Only one stretch of the data below is wanted: the lines from the one with "If you could tag each instance of the utility" through the one with "If you could tag each instance of the brick sign", repeated exactly.

-- MATERIAL FOR THIS EXERCISE follows --

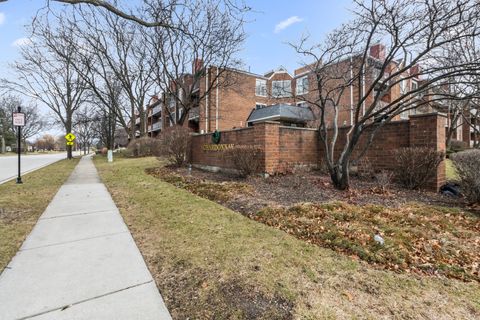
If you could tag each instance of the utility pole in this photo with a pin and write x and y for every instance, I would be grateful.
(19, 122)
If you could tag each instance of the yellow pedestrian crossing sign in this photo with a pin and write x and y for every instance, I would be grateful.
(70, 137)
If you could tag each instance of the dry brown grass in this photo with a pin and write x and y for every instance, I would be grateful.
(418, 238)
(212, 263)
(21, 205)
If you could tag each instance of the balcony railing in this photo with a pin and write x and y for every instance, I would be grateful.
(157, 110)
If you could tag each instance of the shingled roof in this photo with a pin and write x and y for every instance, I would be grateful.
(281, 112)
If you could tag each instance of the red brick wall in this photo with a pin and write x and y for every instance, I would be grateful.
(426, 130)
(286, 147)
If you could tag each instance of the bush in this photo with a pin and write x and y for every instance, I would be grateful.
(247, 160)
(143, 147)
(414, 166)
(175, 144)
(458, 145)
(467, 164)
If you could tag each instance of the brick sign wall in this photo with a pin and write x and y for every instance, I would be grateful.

-- MATERIAL FOR THIS EXERCISE concluded --
-- MATERIAL FOR THIS EXERCISE follows --

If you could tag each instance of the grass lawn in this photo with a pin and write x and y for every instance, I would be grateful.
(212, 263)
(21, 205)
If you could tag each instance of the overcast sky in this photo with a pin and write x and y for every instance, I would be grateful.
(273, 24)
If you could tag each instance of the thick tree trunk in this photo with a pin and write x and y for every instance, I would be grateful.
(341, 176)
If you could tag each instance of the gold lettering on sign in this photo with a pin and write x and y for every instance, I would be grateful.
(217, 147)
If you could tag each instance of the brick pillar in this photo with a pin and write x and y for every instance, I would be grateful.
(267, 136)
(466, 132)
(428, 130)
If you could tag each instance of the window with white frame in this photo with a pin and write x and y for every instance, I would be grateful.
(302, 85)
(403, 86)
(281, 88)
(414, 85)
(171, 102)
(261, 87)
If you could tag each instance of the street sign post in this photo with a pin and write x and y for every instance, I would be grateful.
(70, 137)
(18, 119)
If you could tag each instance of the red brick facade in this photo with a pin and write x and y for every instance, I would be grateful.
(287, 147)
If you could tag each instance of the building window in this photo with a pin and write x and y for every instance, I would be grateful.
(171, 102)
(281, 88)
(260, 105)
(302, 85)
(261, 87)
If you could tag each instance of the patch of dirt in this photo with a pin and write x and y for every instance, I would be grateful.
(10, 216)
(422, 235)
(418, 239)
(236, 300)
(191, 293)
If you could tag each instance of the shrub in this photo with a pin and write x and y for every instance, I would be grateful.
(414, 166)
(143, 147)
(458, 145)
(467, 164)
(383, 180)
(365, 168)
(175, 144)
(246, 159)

-- MATERIAL FOR THIS EXERCISE concluded --

- YOUR RESPONSE
If you could tag each instance of the utility pole in this photo with a pin and write x and y for every instance, I would be grateful.
(19, 122)
If you could tag each instance of the yellow pedestrian crossing sign in this photo with a pin and write x and y for every instance, I would be grateful.
(70, 137)
If you could tag each instance of the dry brown grass in this photo with a pin and write x and y for every instance, I would be grateful.
(418, 238)
(212, 263)
(21, 205)
If you could tag each instance of the balcony railing in this photo with a pin and write x and y for every instance, I would be grateful.
(157, 110)
If you could tag each instance of the shingled roof in this photo with a pin and write x and y for every instance, I would be grateful.
(281, 112)
If you could tag each instance of the red brick wall in this photo with a pin and write x and y for every instance, I would be grateful.
(426, 130)
(286, 147)
If you could tag each instance of the bush in this photo with a pin and write x and y for every instance, I would be grateful.
(247, 160)
(143, 147)
(414, 166)
(175, 144)
(458, 145)
(467, 164)
If you could tag each instance of the brick sign wall in this photo with a pin and write x and y for every instance, I would be grateful.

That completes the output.